Document excerpt>
Start of Block
Recent progress in understanding the molecular basis of cancer has redefined the landscape for achieving stratified and personalized medicine for patients with cancer. Ongoing efforts concentrate on the translation of these molecular insights into biomarkers that can reliably guide application of existing and new cancer treatments.
Biomarkers that are informative for selecting treatment can be broadly classified as prognostic or predictive biomarkers. Prognostic biomarkers classify patients treated with standard therapies—including no treatment, if that is standard practice—into subgroups with distinct expected clinical outcomes. Predictive biomarkers identify patients whose tumors are likely to be sensitive or resistant to a specific agent (1). Valid and definitive evidence showing the clinical use of these biomarkers can be obtained by conducting well-designed clinical trials with adequate sample size (1–3). These clinical trials are planned to evaluate biomarker-based treatment strategies. Their design often differs from the more conventional comparative clinical trials of interventions. Following the recent dramatic developments in the technologies for identifying potential novel biomarkers and the huge increase in the number of claimed biomarkers, there has also been a great expansion in the number of trial designs proposed for validation of biomarkers for treatment selection purposes.
End of Block
Task to complete> Continue the text on biomarker validation trial designs from where it stops.

Entries supplied>
Start of Block
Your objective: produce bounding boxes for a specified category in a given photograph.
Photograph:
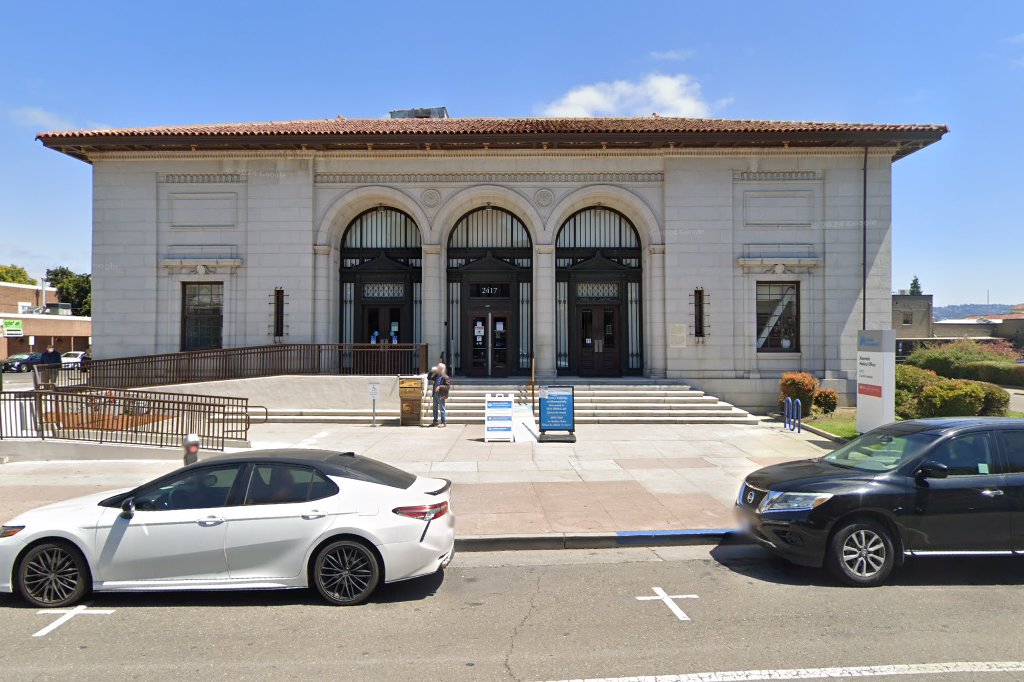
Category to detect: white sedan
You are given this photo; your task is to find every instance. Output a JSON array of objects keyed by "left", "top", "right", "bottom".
[{"left": 0, "top": 450, "right": 455, "bottom": 607}]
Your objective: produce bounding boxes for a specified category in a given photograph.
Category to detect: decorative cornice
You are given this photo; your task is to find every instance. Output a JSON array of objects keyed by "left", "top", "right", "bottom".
[
  {"left": 160, "top": 173, "right": 247, "bottom": 184},
  {"left": 315, "top": 171, "right": 665, "bottom": 182},
  {"left": 86, "top": 146, "right": 896, "bottom": 161},
  {"left": 732, "top": 171, "right": 823, "bottom": 182},
  {"left": 160, "top": 256, "right": 242, "bottom": 274}
]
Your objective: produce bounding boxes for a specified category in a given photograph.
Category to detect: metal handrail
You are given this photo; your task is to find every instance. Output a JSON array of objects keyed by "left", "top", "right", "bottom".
[
  {"left": 34, "top": 343, "right": 428, "bottom": 390},
  {"left": 0, "top": 388, "right": 249, "bottom": 451}
]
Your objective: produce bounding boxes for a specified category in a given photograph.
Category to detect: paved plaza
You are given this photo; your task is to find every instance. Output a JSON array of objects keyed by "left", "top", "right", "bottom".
[{"left": 0, "top": 420, "right": 834, "bottom": 538}]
End of Block
Task answer>
A rapid review of the biomarker trial designs in the oncology literature suggests substantial variability in the designs, as well as in the terms proposed by authors for labeling them. This makes retrieval, interpretation, comparison, and critical appraisal of these types of studies complicated for consumers of trial results, who can be practicing physicians, researchers, or policymakers. The variability in labeling is a phenomenon typical for many rapidly developing areas of science. However, now that the field is maturing, and experts in other fields of medicine, such as cardiovascular diseases and infectious diseases, have started to apply the methodologic achievements of the oncology biomarker trials, it is time for harmonizing the terminologies in use and framing a classification of the designs. A harmonized terminology for describing biomarker clinical trials and a simple classification scheme may help in speeding up the translation process of the biomarker findings and could assist in paving the way for making personalized medicine a reality.
Here, we report on a systematic review of literature on trial designs for evaluating biomarkers for treatment selection. The review is based on a comprehensive and systematic search in multiple databases. We propose a classification scheme based on the flow of patients in these trials. The classification system is presented using recent biomarker clinical trials in oncology as examples, along with the main questions each category of designs can answer.
Materials and Methods
We searched MEDLINE, EMBASE, Cochrane Methodology Register, and MathSciNet up to 15 January 2013, and hand searched references and cited articles of all included studies using the Web of Science database. The search filters that we developed and used in collaboration with a clinical librarian are presented in the Supplementary Materials and Methods. Eligible for inclusion were methodologic articles that described one or more trial designs for identification and/or validation of prognostic or predictive biomarkers for treatment selection. The search was not limited to oncology. No language restrictions were applied.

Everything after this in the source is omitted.